**Written instruction:**
Write out each line beneath this one exactly as it reads.

* Start *

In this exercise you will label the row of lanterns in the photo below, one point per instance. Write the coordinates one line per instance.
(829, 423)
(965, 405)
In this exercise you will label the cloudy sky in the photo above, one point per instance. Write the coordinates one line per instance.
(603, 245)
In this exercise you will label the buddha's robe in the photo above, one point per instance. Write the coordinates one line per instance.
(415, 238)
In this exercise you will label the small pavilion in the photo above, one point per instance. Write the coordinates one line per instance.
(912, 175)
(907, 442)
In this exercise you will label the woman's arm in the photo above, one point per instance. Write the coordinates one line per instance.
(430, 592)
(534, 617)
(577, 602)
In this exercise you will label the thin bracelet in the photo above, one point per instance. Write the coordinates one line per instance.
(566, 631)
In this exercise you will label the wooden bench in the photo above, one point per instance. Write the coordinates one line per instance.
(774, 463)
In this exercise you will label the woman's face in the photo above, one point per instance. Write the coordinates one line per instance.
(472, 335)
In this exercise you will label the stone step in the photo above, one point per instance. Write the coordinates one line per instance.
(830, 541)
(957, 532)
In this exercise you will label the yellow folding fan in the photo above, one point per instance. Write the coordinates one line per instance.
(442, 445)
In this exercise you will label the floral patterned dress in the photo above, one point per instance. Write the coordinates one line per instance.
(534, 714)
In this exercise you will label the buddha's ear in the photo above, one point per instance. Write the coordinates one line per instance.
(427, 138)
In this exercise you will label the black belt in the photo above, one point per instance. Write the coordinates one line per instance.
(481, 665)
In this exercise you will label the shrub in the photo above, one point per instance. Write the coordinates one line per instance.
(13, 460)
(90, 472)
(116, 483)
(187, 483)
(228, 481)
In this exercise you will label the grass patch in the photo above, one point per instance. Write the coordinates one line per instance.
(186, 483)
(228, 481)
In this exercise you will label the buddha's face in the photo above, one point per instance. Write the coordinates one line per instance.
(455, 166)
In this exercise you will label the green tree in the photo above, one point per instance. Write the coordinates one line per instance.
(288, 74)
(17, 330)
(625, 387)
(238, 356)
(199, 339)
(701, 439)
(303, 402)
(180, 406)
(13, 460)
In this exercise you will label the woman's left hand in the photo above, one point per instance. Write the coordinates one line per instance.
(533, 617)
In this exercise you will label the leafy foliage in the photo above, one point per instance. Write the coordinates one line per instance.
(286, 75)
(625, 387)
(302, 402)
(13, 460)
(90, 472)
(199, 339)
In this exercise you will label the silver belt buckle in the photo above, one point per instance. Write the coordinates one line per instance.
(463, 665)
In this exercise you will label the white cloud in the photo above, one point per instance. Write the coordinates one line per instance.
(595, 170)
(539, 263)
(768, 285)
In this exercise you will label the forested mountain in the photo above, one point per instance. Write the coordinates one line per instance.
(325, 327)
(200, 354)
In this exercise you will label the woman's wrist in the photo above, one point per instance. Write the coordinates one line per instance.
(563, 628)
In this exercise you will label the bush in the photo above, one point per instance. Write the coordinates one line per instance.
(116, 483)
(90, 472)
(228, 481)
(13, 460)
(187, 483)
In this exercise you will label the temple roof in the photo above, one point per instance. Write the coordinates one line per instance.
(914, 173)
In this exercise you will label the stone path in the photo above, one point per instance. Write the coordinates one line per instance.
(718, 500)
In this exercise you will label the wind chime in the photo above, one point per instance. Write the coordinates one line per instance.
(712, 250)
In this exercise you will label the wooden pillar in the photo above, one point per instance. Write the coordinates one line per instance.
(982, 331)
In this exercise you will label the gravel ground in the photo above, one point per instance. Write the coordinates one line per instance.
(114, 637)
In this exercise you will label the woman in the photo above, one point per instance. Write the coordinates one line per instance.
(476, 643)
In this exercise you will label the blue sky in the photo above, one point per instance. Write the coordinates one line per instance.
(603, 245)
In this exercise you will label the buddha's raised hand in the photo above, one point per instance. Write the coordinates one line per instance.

* End *

**Reply:**
In this exercise you will label the row of lanterns in the photo below, one point per instance. Write the coordinates one line per instance.
(829, 423)
(965, 405)
In this exercise you will label the cloudy sky in the photo above, one point per instance. Write the coordinates one line per instance.
(603, 245)
In this exercise you will label the buddha's robe in the photo above, one point per instance. Write the coordinates one line per instance.
(415, 238)
In this exercise you will label the small pavilion in the photo above, one point per instance. Write the coordinates one line per instance.
(912, 175)
(907, 442)
In this exercise you will label the woman's arm in the photo above, one point per instance. Write the coordinates one line per instance.
(430, 592)
(534, 617)
(577, 602)
In this exercise you will label the thin bracelet in the photo above, one point per instance. Write the coordinates one line per instance.
(566, 631)
In this exercise you will label the wooden bench in the photo above, one point per instance. Write the coordinates one line per instance.
(774, 463)
In this exercise you will label the woman's face in the photo above, one point per instance. Write the coordinates one line per instance.
(472, 335)
In this exercise you will label the stone step in the photo above, one point per instance. Write the coordinates one line per instance.
(830, 541)
(957, 532)
In this exercise you will label the yellow folding fan in the photo above, one point per instance. Write the coordinates one line per instance.
(442, 445)
In this exercise you will label the floral patterned dress in the photo above, one point per instance. Write the coordinates one line per instance.
(534, 714)
In this exercise you will label the buddha's ear in the photo above, one point per instance. Write the coordinates one line per instance.
(427, 138)
In this exercise you will label the black belt in the photo above, one point per instance. Write the coordinates one line per instance.
(481, 665)
In this exercise you will label the shrub in the photo above, one point per instance. Write the coordinates one line per instance.
(13, 460)
(90, 472)
(116, 483)
(187, 483)
(228, 481)
In this exercise you will label the grass patch in the photo above, one point per instance. Write the coordinates one line per instance.
(186, 483)
(228, 481)
In this exercise you will label the buddha's face in the photo above, one point per instance. Write the coordinates one line per instance.
(455, 166)
In this exercise you will label the green tree in the photo above, one point per instance. Write the coordinates one line per instance.
(288, 74)
(17, 330)
(625, 387)
(238, 356)
(199, 339)
(701, 439)
(303, 402)
(180, 406)
(13, 460)
In this exercise you will label the woman's left hand in the photo above, one point per instance. Write the coordinates one line per instance.
(533, 617)
In this exercise you will label the leafy foliage in the photo above, one point per instance. Write the coordinates one line per instance.
(286, 75)
(625, 387)
(302, 402)
(13, 460)
(90, 472)
(199, 339)
In this exercise you will label the silver belt buckle in the photo above, one point per instance. Write the coordinates one line per instance.
(463, 665)
In this exercise you will label the white cloud in the photo above, one point per instance. Write the coordinates one line per instance.
(595, 170)
(539, 263)
(768, 285)
In this exercise you will label the forested mountain in the photo above, one point per instance. Write the coordinates one line per instance.
(325, 327)
(200, 354)
In this exercise you will label the woman's wrist in the photo above, one point per instance. Write the coordinates one line per instance.
(563, 628)
In this exercise you will label the bush in the photo above, one point per instance. Write the coordinates one line per instance.
(116, 483)
(90, 472)
(228, 481)
(13, 460)
(187, 483)
In this exercise you will label the temple roof in the photo above, one point per instance. Write the coordinates one line per instance.
(914, 173)
In this exercise you will label the stone path in the photo above, one point per instance. Write the coordinates one line per instance.
(718, 500)
In this exercise you will label the wind chime in the photo above, one point per instance. Write the coordinates one line per instance.
(712, 250)
In this exercise you will label the wooden pillar in the photo above, one point per instance. Write the coordinates one line per instance.
(982, 331)
In this exercise you will label the gravel ground in the photo above, one point per instance. Write the coordinates one line per instance.
(114, 637)
In this exercise you will label the woman in the photo above, one point per instance. Write the coordinates one line per instance.
(476, 643)
In this exercise you will label the blue sky in the photo above, one point per instance. Write the coordinates one line per instance.
(603, 245)
In this exercise you will label the buddha's raised hand in the photo above, one point per instance. Write the coordinates one line per instance.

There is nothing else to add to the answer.